* What is expected: A bare number is the expected answer: the count of lines in the records that contain the word "face".

* Dataset records:
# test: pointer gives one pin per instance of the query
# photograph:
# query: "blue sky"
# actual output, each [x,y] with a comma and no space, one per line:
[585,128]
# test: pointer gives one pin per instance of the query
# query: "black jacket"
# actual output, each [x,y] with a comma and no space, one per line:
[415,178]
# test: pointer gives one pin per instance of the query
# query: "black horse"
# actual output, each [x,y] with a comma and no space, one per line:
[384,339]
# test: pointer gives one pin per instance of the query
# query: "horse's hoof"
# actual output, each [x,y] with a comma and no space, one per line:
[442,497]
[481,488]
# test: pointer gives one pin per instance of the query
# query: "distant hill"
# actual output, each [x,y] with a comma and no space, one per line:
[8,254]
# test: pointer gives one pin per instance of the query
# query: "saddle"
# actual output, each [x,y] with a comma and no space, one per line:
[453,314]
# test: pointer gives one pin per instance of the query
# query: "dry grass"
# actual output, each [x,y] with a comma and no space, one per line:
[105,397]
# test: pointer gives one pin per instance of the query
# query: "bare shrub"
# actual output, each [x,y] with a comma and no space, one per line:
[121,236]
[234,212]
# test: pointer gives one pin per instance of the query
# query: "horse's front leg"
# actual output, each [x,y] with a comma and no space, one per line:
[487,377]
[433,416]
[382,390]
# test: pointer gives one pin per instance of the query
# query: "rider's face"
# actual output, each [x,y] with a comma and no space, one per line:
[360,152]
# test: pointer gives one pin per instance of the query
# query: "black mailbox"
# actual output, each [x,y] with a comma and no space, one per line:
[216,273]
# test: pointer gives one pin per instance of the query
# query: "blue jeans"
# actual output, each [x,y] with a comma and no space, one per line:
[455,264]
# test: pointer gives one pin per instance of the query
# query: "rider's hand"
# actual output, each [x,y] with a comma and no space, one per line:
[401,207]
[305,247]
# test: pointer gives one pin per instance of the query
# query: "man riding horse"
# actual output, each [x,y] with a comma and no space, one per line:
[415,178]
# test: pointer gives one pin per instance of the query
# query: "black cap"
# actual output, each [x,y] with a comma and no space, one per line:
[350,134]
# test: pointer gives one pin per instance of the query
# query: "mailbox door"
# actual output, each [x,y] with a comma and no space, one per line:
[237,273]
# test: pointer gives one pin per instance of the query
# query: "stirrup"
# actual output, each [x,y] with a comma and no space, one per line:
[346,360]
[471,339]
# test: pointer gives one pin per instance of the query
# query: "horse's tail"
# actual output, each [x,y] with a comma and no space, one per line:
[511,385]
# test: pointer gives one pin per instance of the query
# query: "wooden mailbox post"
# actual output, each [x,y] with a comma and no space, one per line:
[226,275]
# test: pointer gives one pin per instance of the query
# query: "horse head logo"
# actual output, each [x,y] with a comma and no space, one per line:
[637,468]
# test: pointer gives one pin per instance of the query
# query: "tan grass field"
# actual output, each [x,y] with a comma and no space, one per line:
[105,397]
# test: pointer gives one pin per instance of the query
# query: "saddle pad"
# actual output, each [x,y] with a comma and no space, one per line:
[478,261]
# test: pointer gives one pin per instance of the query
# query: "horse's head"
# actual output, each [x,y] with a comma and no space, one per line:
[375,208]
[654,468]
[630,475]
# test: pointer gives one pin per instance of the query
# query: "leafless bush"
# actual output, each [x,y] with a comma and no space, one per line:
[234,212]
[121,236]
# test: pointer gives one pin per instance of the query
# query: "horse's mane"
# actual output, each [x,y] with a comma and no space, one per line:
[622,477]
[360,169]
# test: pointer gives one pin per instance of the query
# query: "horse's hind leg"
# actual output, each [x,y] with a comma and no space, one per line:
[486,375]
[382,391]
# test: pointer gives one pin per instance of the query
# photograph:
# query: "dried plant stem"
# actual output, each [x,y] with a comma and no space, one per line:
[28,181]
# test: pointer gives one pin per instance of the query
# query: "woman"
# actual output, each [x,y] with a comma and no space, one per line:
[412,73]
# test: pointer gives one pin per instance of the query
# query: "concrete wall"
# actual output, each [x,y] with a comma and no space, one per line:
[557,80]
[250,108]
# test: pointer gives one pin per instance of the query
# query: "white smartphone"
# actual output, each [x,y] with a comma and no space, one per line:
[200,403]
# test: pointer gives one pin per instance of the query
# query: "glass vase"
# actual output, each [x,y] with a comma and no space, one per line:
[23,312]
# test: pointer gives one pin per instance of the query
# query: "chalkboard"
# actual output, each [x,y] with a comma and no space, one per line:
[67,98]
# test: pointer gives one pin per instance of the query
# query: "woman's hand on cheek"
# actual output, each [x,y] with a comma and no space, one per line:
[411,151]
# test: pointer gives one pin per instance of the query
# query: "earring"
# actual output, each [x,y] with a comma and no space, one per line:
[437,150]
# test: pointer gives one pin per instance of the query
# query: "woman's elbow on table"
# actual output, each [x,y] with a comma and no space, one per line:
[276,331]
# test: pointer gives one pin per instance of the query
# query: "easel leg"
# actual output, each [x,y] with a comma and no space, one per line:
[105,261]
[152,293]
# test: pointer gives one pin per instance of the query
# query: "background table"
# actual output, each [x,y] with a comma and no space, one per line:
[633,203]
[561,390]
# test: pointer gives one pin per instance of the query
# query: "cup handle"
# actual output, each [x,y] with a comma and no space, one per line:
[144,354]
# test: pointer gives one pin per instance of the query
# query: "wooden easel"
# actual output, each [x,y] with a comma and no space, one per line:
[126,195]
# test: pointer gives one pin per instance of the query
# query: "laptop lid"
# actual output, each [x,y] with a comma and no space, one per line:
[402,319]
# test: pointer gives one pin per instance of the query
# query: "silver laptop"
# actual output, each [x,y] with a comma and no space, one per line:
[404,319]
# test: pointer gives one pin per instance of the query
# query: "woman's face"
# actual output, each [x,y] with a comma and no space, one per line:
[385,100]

* Reply to the task: 2